Task details: Transcribe the portion of the listing that runs from its first line through the line containing "POLYGON ((28 46, 28", including both of those lines.
-- START Excerpted data --
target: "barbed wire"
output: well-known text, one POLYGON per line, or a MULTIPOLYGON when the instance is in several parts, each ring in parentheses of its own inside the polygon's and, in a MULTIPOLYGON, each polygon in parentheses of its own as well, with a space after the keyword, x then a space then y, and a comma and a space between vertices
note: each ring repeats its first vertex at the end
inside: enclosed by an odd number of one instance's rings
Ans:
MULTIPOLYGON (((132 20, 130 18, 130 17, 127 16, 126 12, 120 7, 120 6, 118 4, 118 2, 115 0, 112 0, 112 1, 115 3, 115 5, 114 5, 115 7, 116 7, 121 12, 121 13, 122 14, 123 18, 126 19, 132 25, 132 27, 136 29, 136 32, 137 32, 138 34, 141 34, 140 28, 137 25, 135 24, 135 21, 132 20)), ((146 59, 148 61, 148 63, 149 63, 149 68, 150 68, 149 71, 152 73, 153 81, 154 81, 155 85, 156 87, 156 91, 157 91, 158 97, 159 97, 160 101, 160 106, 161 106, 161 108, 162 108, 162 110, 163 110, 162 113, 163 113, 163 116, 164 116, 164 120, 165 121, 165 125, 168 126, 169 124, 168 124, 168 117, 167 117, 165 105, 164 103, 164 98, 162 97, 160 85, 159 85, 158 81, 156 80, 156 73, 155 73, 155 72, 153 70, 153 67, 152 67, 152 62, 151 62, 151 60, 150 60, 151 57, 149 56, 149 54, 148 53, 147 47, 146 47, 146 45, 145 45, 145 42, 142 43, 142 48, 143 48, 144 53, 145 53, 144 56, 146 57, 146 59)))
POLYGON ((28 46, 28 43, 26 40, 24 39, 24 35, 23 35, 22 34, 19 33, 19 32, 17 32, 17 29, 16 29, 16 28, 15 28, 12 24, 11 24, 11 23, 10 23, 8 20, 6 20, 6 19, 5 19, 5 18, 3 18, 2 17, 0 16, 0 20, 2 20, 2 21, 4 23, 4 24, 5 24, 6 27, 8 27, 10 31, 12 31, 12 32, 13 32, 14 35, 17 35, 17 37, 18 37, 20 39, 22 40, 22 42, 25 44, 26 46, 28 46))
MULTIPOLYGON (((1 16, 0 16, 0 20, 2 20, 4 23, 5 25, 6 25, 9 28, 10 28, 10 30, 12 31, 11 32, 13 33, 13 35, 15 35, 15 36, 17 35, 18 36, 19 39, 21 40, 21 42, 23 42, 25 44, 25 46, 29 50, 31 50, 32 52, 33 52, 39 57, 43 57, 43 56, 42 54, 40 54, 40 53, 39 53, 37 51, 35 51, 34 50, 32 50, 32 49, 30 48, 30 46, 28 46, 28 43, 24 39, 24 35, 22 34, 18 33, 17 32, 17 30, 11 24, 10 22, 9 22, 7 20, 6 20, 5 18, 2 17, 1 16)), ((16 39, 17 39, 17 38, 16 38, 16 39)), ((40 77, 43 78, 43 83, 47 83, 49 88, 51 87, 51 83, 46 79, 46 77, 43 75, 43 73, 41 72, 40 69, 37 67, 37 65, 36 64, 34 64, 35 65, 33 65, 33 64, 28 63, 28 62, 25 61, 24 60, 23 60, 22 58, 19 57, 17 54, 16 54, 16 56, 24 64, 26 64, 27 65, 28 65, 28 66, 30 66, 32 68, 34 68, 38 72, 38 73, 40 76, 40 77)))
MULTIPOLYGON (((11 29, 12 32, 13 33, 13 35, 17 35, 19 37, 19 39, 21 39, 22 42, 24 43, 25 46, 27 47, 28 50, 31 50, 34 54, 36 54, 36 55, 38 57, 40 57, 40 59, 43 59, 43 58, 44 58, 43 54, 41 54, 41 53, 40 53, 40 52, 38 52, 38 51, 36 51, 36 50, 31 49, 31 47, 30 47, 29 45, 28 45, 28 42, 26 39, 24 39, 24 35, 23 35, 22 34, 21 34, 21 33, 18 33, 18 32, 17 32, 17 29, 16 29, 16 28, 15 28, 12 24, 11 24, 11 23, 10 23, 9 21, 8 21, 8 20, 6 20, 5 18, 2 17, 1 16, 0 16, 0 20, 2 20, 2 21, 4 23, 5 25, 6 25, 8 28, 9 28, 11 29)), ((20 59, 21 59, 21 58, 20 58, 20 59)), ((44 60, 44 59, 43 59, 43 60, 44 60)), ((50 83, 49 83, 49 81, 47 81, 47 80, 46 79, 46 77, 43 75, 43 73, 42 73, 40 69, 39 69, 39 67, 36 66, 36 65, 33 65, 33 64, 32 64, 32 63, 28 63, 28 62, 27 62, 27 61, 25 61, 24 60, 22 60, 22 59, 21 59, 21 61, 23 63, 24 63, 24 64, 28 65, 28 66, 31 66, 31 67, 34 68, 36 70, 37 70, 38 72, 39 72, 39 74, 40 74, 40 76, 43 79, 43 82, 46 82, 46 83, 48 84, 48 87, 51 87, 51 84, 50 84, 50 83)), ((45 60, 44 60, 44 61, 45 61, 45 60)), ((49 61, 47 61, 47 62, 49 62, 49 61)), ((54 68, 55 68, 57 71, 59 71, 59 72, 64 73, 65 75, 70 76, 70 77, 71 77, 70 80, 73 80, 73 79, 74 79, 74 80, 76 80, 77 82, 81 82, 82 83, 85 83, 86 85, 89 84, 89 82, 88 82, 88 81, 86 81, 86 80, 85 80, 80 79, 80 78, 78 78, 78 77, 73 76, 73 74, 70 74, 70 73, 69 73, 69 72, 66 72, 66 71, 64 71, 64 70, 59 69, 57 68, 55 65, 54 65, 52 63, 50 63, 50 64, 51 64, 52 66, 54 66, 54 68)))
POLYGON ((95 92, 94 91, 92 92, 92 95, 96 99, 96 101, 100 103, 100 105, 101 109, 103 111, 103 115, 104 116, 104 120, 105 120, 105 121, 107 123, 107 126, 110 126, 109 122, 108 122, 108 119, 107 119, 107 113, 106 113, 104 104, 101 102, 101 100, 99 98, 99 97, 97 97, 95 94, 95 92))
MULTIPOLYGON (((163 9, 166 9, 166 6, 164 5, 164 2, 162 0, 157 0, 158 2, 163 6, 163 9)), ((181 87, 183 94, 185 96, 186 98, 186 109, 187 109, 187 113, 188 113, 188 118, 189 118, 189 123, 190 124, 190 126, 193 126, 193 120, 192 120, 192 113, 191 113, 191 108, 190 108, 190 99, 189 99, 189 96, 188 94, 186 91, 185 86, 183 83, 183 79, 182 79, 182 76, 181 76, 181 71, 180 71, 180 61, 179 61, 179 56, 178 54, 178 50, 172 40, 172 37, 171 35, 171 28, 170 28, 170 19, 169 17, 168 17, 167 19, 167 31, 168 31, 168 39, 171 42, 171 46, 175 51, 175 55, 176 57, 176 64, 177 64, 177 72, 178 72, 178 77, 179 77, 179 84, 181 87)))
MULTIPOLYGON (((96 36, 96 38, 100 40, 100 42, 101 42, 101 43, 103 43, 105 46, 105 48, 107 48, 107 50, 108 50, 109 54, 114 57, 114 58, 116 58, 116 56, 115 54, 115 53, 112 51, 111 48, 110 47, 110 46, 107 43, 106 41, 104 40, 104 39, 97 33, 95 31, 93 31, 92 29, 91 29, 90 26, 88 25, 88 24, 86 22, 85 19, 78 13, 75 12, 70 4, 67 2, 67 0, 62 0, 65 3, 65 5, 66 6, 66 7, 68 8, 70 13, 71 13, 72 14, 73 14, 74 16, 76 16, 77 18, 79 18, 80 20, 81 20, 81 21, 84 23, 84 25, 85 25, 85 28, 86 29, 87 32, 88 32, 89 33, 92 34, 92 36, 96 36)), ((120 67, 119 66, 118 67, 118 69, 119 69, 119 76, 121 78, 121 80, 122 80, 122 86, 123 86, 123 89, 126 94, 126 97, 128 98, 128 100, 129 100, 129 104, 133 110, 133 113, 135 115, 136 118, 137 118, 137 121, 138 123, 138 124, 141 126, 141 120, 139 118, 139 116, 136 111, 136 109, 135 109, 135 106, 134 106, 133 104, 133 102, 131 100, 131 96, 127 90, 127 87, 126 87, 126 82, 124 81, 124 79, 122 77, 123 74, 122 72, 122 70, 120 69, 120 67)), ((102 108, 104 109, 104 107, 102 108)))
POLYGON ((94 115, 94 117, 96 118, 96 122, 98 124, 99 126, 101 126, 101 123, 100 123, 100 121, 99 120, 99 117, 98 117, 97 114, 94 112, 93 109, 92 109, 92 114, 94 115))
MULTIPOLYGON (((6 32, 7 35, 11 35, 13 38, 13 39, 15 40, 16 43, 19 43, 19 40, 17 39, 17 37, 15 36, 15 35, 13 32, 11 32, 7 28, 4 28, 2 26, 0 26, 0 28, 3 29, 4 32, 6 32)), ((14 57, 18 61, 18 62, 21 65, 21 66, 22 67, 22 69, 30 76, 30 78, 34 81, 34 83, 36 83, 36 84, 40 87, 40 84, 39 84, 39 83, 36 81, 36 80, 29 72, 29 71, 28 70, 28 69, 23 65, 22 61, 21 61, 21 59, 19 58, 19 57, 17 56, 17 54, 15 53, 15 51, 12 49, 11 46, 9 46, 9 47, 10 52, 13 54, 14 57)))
-- END Excerpted data --
Answer for this exercise:
target: "barbed wire"
output: well-known text, one POLYGON per line, or a MULTIPOLYGON when the instance is in several parts, each ring in parentheses of its own inside the polygon's and, in a MULTIPOLYGON, each polygon in parentheses of its own as well, with a space after the keyword, x then a space then y, and a comma and a space between vertices
note: each ring repeats its first vertex at the end
inside: enclosed by an odd number of one instance's rings
Ans:
MULTIPOLYGON (((132 20, 130 18, 130 17, 127 16, 126 12, 120 7, 120 6, 118 4, 118 2, 115 0, 112 0, 112 1, 115 3, 115 5, 114 5, 115 7, 116 7, 121 12, 121 13, 122 14, 123 18, 126 19, 132 25, 132 27, 136 29, 136 32, 137 32, 138 34, 141 34, 140 28, 137 25, 135 24, 135 21, 132 20)), ((146 59, 148 61, 148 63, 149 63, 149 68, 150 68, 149 71, 152 73, 153 81, 154 81, 155 85, 156 87, 156 91, 157 91, 158 97, 159 97, 160 101, 160 106, 161 106, 161 108, 162 108, 162 110, 163 110, 162 113, 163 113, 163 116, 164 116, 164 120, 165 121, 165 125, 168 126, 169 124, 168 124, 168 117, 167 117, 165 105, 164 103, 164 98, 162 97, 160 85, 159 85, 158 81, 156 80, 156 73, 155 73, 155 72, 153 70, 153 67, 152 67, 152 62, 151 62, 151 60, 150 60, 151 57, 149 56, 149 54, 148 53, 147 47, 146 47, 146 45, 145 45, 145 42, 142 43, 142 48, 143 48, 144 53, 145 53, 144 56, 146 57, 146 59)))
POLYGON ((28 46, 28 43, 26 40, 24 39, 24 35, 23 35, 22 34, 19 33, 19 32, 17 32, 17 29, 16 29, 16 28, 15 28, 12 24, 11 24, 11 23, 10 23, 8 20, 6 20, 6 19, 5 19, 5 18, 3 18, 2 17, 0 16, 0 20, 2 20, 2 21, 4 23, 4 24, 5 24, 6 27, 8 27, 10 31, 12 31, 12 32, 13 32, 14 35, 17 35, 17 37, 18 37, 20 39, 22 40, 22 42, 25 44, 26 46, 28 46))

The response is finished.